(INPUT DATA)

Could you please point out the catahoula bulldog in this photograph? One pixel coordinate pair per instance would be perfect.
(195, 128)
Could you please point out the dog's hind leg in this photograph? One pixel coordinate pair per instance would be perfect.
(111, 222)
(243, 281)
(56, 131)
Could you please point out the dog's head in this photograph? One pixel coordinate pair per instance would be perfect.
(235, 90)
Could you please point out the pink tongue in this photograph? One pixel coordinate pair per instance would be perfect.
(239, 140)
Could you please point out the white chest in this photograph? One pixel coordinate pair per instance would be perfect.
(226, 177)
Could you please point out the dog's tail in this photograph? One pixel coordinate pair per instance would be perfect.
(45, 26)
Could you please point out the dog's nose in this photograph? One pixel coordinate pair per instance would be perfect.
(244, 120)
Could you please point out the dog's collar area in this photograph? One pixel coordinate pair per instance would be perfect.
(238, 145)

(End INPUT DATA)
(INPUT DATA)

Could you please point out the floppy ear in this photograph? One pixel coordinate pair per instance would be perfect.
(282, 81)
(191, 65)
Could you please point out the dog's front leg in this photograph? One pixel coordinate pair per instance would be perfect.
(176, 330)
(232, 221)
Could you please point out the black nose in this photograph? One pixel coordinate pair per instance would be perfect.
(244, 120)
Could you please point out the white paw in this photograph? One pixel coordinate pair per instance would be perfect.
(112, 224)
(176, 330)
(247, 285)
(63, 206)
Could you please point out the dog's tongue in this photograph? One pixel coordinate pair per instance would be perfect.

(End INPUT DATA)

What are the lines above, starting at the one with "Could you please point out the black" and ending at the one with "Could you please point out the dog's tongue"? Give them again exactly, and only them.

*EXERCISE ANSWER:*
Could you please point out the black nose in this photograph? One pixel coordinate pair per instance would be perfect.
(244, 120)
Could you please point out the white paw in this photograph? One pixel coordinate pair per instance would be perfect.
(112, 224)
(176, 330)
(247, 285)
(63, 206)
Could you please point out the dog's tongue in this photograph? One pixel coordinate pair per instance would be perfect.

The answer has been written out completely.